Problem to solve: Copy, please, the line with "[point] every instance of the scribbled" and each line that follows it through the end of the data below, exactly as given and without pictures.

Recorded data:

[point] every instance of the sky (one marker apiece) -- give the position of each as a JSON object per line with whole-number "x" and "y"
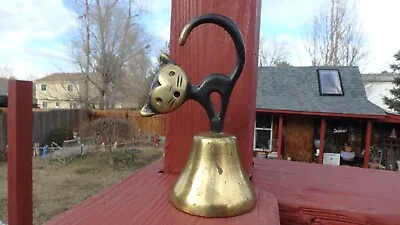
{"x": 34, "y": 34}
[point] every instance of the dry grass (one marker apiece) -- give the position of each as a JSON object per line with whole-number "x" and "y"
{"x": 58, "y": 187}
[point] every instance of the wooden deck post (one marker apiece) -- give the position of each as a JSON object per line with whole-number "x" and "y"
{"x": 280, "y": 129}
{"x": 19, "y": 126}
{"x": 368, "y": 134}
{"x": 321, "y": 141}
{"x": 209, "y": 49}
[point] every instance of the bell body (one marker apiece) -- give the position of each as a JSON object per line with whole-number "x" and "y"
{"x": 213, "y": 182}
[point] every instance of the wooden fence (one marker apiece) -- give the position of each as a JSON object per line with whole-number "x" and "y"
{"x": 46, "y": 120}
{"x": 151, "y": 125}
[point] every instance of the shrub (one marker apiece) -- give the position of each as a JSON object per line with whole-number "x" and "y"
{"x": 58, "y": 135}
{"x": 109, "y": 129}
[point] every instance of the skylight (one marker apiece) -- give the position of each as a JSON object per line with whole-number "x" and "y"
{"x": 330, "y": 82}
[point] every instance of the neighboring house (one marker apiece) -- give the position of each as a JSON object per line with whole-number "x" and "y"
{"x": 65, "y": 90}
{"x": 303, "y": 113}
{"x": 377, "y": 86}
{"x": 59, "y": 90}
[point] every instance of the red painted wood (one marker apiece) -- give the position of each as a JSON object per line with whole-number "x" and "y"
{"x": 209, "y": 49}
{"x": 305, "y": 192}
{"x": 322, "y": 141}
{"x": 19, "y": 128}
{"x": 322, "y": 114}
{"x": 368, "y": 134}
{"x": 330, "y": 194}
{"x": 142, "y": 198}
{"x": 280, "y": 129}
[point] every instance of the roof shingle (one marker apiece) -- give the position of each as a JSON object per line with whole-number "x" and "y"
{"x": 297, "y": 89}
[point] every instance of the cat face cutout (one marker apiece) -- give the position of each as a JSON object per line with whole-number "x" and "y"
{"x": 169, "y": 89}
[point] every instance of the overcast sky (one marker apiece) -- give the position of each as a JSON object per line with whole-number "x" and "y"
{"x": 34, "y": 33}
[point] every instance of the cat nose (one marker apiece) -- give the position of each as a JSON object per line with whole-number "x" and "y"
{"x": 147, "y": 111}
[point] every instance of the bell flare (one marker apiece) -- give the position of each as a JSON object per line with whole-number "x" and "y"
{"x": 213, "y": 182}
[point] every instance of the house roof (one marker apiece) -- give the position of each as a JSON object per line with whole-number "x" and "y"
{"x": 297, "y": 89}
{"x": 378, "y": 77}
{"x": 62, "y": 77}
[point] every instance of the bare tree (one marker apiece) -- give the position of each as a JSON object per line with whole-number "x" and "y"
{"x": 335, "y": 37}
{"x": 114, "y": 43}
{"x": 273, "y": 53}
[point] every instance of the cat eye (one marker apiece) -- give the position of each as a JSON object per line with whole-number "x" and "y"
{"x": 177, "y": 94}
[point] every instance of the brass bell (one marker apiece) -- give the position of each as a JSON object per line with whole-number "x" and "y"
{"x": 213, "y": 182}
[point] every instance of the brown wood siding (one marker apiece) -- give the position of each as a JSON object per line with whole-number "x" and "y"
{"x": 299, "y": 132}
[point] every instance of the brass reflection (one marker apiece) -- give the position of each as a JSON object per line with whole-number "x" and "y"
{"x": 213, "y": 182}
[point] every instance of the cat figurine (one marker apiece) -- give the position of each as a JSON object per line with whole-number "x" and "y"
{"x": 171, "y": 86}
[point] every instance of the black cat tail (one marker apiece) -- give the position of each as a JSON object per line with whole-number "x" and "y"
{"x": 229, "y": 26}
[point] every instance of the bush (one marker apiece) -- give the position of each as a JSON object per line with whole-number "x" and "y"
{"x": 58, "y": 135}
{"x": 109, "y": 129}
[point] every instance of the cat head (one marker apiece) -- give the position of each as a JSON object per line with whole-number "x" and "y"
{"x": 168, "y": 90}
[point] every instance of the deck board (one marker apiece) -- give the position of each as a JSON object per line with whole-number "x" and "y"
{"x": 304, "y": 193}
{"x": 142, "y": 198}
{"x": 330, "y": 194}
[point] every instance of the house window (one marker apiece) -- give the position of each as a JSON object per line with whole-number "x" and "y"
{"x": 263, "y": 131}
{"x": 330, "y": 82}
{"x": 43, "y": 87}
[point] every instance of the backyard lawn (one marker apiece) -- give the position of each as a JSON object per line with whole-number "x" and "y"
{"x": 58, "y": 187}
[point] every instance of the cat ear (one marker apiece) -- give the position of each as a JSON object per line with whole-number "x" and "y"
{"x": 164, "y": 59}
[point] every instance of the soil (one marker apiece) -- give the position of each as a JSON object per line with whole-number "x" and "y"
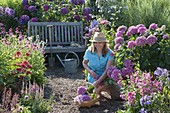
{"x": 64, "y": 86}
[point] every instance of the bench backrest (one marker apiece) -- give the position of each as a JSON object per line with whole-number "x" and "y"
{"x": 62, "y": 33}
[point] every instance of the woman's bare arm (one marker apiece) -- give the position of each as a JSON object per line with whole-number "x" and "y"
{"x": 92, "y": 73}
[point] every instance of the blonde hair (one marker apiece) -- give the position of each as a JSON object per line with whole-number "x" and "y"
{"x": 104, "y": 50}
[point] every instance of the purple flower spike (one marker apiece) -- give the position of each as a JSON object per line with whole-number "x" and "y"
{"x": 81, "y": 90}
{"x": 153, "y": 26}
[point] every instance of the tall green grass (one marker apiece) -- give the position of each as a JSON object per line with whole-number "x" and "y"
{"x": 146, "y": 12}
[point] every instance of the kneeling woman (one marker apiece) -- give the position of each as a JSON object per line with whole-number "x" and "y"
{"x": 97, "y": 58}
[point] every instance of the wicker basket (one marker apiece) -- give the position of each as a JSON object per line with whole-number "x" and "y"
{"x": 88, "y": 103}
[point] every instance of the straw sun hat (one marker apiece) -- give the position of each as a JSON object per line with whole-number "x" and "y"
{"x": 98, "y": 37}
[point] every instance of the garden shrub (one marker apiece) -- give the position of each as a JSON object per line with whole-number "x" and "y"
{"x": 21, "y": 59}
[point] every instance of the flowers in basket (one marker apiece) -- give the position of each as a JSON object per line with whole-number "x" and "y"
{"x": 84, "y": 97}
{"x": 145, "y": 92}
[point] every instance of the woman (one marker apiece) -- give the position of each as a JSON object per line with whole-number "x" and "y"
{"x": 97, "y": 58}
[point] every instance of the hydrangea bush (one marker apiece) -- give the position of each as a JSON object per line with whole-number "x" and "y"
{"x": 20, "y": 59}
{"x": 144, "y": 92}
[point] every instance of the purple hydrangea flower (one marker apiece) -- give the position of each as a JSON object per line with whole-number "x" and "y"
{"x": 143, "y": 110}
{"x": 109, "y": 70}
{"x": 119, "y": 40}
{"x": 119, "y": 34}
{"x": 64, "y": 10}
{"x": 86, "y": 11}
{"x": 140, "y": 41}
{"x": 153, "y": 26}
{"x": 132, "y": 30}
{"x": 142, "y": 30}
{"x": 32, "y": 8}
{"x": 126, "y": 71}
{"x": 80, "y": 2}
{"x": 166, "y": 36}
{"x": 81, "y": 90}
{"x": 151, "y": 39}
{"x": 24, "y": 18}
{"x": 128, "y": 63}
{"x": 146, "y": 100}
{"x": 26, "y": 7}
{"x": 94, "y": 23}
{"x": 75, "y": 2}
{"x": 1, "y": 10}
{"x": 35, "y": 19}
{"x": 77, "y": 17}
{"x": 122, "y": 29}
{"x": 140, "y": 25}
{"x": 116, "y": 74}
{"x": 46, "y": 7}
{"x": 24, "y": 2}
{"x": 9, "y": 11}
{"x": 131, "y": 44}
{"x": 87, "y": 17}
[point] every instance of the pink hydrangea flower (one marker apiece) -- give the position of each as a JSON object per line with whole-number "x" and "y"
{"x": 81, "y": 90}
{"x": 166, "y": 36}
{"x": 142, "y": 30}
{"x": 122, "y": 29}
{"x": 151, "y": 39}
{"x": 153, "y": 26}
{"x": 131, "y": 44}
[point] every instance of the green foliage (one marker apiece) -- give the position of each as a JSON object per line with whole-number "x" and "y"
{"x": 8, "y": 21}
{"x": 146, "y": 12}
{"x": 147, "y": 57}
{"x": 36, "y": 105}
{"x": 20, "y": 59}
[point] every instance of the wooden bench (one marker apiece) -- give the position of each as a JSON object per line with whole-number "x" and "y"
{"x": 60, "y": 37}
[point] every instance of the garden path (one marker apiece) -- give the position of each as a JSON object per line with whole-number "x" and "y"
{"x": 63, "y": 87}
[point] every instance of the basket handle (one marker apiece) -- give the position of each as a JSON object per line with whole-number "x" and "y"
{"x": 78, "y": 60}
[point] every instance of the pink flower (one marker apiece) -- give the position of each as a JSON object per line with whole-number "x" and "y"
{"x": 119, "y": 40}
{"x": 119, "y": 34}
{"x": 166, "y": 36}
{"x": 142, "y": 30}
{"x": 151, "y": 39}
{"x": 122, "y": 29}
{"x": 116, "y": 47}
{"x": 104, "y": 22}
{"x": 128, "y": 63}
{"x": 140, "y": 41}
{"x": 131, "y": 44}
{"x": 153, "y": 26}
{"x": 81, "y": 90}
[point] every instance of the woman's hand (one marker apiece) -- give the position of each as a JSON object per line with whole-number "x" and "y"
{"x": 93, "y": 74}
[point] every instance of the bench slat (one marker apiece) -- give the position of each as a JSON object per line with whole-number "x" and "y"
{"x": 62, "y": 33}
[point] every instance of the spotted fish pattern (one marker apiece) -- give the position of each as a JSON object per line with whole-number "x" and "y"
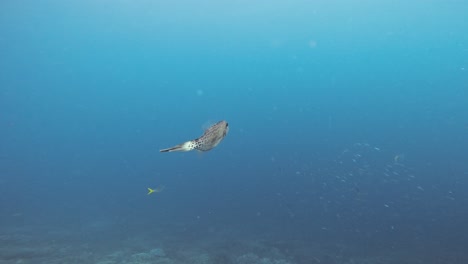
{"x": 210, "y": 139}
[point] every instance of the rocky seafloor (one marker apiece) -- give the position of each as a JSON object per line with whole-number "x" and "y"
{"x": 30, "y": 246}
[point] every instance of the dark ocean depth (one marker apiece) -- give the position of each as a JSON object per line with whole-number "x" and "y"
{"x": 347, "y": 142}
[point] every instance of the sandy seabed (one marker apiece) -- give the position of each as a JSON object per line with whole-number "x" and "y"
{"x": 53, "y": 245}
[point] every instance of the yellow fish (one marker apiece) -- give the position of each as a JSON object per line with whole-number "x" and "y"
{"x": 210, "y": 139}
{"x": 160, "y": 188}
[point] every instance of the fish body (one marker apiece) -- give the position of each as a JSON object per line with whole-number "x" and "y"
{"x": 210, "y": 139}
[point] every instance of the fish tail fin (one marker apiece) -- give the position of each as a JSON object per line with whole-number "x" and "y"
{"x": 186, "y": 146}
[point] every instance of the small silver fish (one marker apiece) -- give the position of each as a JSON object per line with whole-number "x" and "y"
{"x": 210, "y": 139}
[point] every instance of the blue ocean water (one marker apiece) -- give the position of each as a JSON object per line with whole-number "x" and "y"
{"x": 347, "y": 143}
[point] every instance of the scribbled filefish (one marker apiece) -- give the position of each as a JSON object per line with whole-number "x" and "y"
{"x": 210, "y": 139}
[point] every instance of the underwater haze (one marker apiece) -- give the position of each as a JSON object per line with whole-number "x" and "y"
{"x": 347, "y": 143}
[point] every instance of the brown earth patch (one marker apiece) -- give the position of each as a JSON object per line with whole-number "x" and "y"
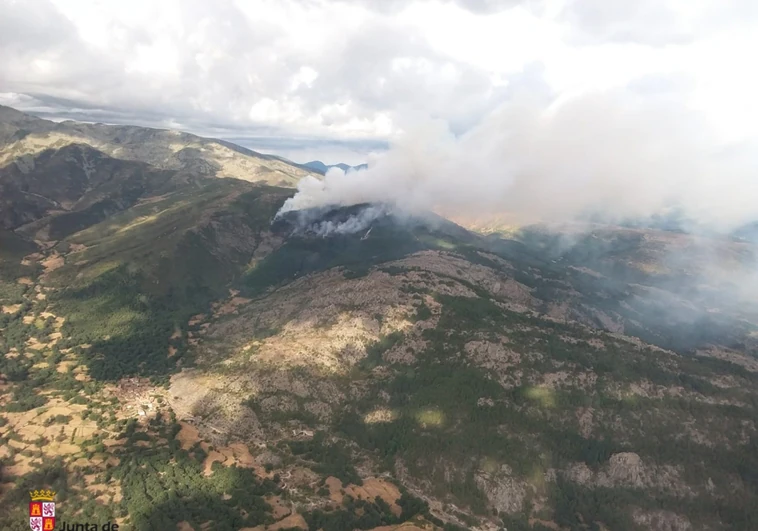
{"x": 187, "y": 436}
{"x": 279, "y": 507}
{"x": 293, "y": 520}
{"x": 53, "y": 262}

Result of the exercise:
[point] every instance of the scribbled filefish (one marker apiece) -- give the position of each as a JSON object per line with whole-number "x" and "y"
{"x": 210, "y": 139}
[point] every instance of the underwater haze (one marker apiece) -- give the position of each as a JSON object per line with whole-number "x" and "y"
{"x": 347, "y": 143}
[point] every instance of the brown earth patch (one marker apiece) -- give the position of each as a JSON object per line with whole-number "x" and "y"
{"x": 187, "y": 436}
{"x": 279, "y": 507}
{"x": 293, "y": 520}
{"x": 53, "y": 262}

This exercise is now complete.